§ **Available data**:
## BEGIN

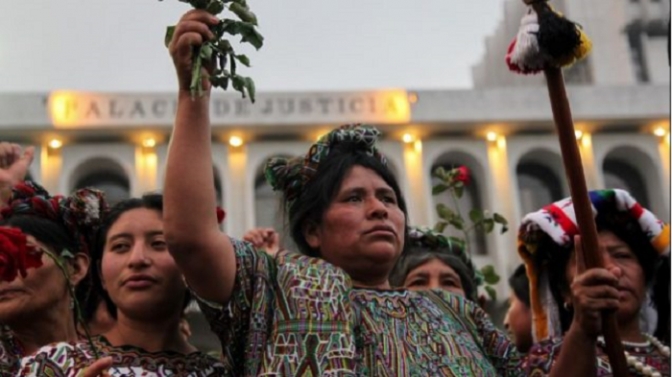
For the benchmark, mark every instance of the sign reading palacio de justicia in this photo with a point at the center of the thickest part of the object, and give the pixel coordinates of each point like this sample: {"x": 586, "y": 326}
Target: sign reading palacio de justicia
{"x": 92, "y": 110}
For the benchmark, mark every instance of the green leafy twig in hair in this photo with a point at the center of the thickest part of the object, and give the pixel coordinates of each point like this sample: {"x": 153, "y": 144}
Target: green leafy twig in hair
{"x": 219, "y": 50}
{"x": 454, "y": 181}
{"x": 61, "y": 263}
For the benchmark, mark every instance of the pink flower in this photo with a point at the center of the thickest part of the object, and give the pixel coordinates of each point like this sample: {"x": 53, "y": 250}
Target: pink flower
{"x": 16, "y": 256}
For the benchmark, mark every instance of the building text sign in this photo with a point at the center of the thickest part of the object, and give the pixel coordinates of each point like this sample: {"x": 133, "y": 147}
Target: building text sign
{"x": 92, "y": 110}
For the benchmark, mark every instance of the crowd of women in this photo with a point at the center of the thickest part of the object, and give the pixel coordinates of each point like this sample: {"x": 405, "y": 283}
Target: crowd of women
{"x": 360, "y": 293}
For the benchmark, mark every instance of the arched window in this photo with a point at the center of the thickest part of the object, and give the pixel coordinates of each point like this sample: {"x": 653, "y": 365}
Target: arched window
{"x": 267, "y": 203}
{"x": 538, "y": 186}
{"x": 470, "y": 199}
{"x": 106, "y": 175}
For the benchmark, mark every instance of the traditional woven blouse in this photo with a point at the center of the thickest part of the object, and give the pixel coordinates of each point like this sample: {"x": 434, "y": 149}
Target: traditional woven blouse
{"x": 298, "y": 316}
{"x": 69, "y": 359}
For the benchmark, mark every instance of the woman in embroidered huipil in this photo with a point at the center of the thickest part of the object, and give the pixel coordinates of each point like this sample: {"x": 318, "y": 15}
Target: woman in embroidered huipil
{"x": 328, "y": 310}
{"x": 636, "y": 248}
{"x": 38, "y": 309}
{"x": 435, "y": 261}
{"x": 145, "y": 293}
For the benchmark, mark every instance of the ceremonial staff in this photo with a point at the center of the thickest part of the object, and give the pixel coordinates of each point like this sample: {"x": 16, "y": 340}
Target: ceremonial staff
{"x": 548, "y": 42}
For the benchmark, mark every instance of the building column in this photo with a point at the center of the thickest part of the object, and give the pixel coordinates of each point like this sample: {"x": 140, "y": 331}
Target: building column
{"x": 416, "y": 200}
{"x": 146, "y": 168}
{"x": 51, "y": 166}
{"x": 237, "y": 203}
{"x": 502, "y": 193}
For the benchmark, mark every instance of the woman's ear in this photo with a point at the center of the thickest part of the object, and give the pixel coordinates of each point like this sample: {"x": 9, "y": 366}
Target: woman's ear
{"x": 79, "y": 268}
{"x": 311, "y": 232}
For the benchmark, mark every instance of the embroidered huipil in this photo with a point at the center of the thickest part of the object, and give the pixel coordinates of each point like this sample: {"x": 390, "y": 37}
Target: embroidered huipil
{"x": 300, "y": 316}
{"x": 69, "y": 359}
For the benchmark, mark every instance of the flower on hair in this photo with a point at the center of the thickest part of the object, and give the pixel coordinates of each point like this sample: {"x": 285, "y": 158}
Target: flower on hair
{"x": 16, "y": 255}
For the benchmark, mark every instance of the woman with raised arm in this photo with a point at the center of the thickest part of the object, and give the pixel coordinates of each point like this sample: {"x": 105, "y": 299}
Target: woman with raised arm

## END

Copy every record above exactly, leaving out any pictures.

§ **Reply to the task**:
For the benchmark, mark every instance of the sign reading palacio de justicia in this photo with a point at the center of the thickest part of the object, and give the pixel coordinates of each point like this sample: {"x": 586, "y": 326}
Target: sign reading palacio de justicia
{"x": 92, "y": 110}
For the benchmark, mark every instance of the green leafy twig in hair in this photo with a point at the center of the thickest part of the object, and give the pixel coordinates of each point like this sample: {"x": 153, "y": 144}
Target: green leafy twig in hair
{"x": 219, "y": 50}
{"x": 454, "y": 181}
{"x": 61, "y": 263}
For the benchmark, mark every instance of the pink flower in this photo with a point at the center of the thickest part of the object, and give the pixel coordinates of each point like this sample: {"x": 53, "y": 250}
Target: pink flower
{"x": 16, "y": 256}
For the benchmark, mark every instance of the building text sign in this photo with a point at the center of the thickest part of the object, and give the pixel coordinates of each point like this sample: {"x": 133, "y": 147}
Target: building text sign
{"x": 92, "y": 110}
For the benchmark, mark every instance of the crowd of women in this photo with a point at the center of the thickest part of the object, and give the pixel coordinates of each point like this sample: {"x": 405, "y": 283}
Target: crowd of women
{"x": 360, "y": 293}
For the benchmark, mark every instance of the arched window in this photo with a point at the center of the thickest part of the object, and give the pixel coordinates of each point like this sample: {"x": 653, "y": 365}
Target: arched window
{"x": 267, "y": 203}
{"x": 538, "y": 186}
{"x": 470, "y": 199}
{"x": 106, "y": 175}
For the benchmark, mark every instance of the traditional woven blouse in this photo with a point at the center of the thickest part of the object, and give the pixel coordinates of each point like this sample: {"x": 434, "y": 149}
Target: traditional woven blouse
{"x": 298, "y": 316}
{"x": 69, "y": 359}
For the benchmark, mark every instance of the woman in embroidered huipil in this photo with a point at the center of the thickest part of the object, and give the pixel coordinates of each point like this sample: {"x": 318, "y": 15}
Target: woman in embroidered huipil
{"x": 328, "y": 310}
{"x": 636, "y": 248}
{"x": 38, "y": 309}
{"x": 435, "y": 261}
{"x": 145, "y": 293}
For the benchmark, mark every instance of the ceremonial staff in this photo with a point at the center of the thickest part of the object, and give the pixel coordinates of each point like this sample: {"x": 16, "y": 340}
Target: ceremonial staff
{"x": 548, "y": 42}
For the benchmark, mark every instance of the building column in this photo with a point at the center of the thickest part of the object, and give the pixel coordinates of each point like this sample: {"x": 140, "y": 331}
Target: building column
{"x": 416, "y": 200}
{"x": 146, "y": 168}
{"x": 51, "y": 166}
{"x": 237, "y": 203}
{"x": 502, "y": 193}
For the benchmark, mark every instance of the woman's ear in this photo with a point at the center of the thickest part of the object, and give the pixel coordinates of each point like this sample: {"x": 9, "y": 366}
Target: woman's ear
{"x": 79, "y": 268}
{"x": 311, "y": 232}
For the benchmark, mark every instance of the embroidered huipil in this photo with a point at the center of the thickest part of the object, and give the pixel coordinates of each point like this sample: {"x": 390, "y": 37}
Target: embroidered huipil
{"x": 300, "y": 316}
{"x": 69, "y": 359}
For the benchmark, mark every instance of the flower on hair in this photo with a point at the center of the thickest part of the object, and give the pixel coordinates of each point like this sample: {"x": 285, "y": 158}
Target: flower on hair
{"x": 16, "y": 255}
For the benchmark, mark every instance of the woman with raised arm in this photo with a point at the center of the thickest part of the object, and give the pixel coordinates of each point like this sample: {"x": 105, "y": 299}
Target: woman with raised arm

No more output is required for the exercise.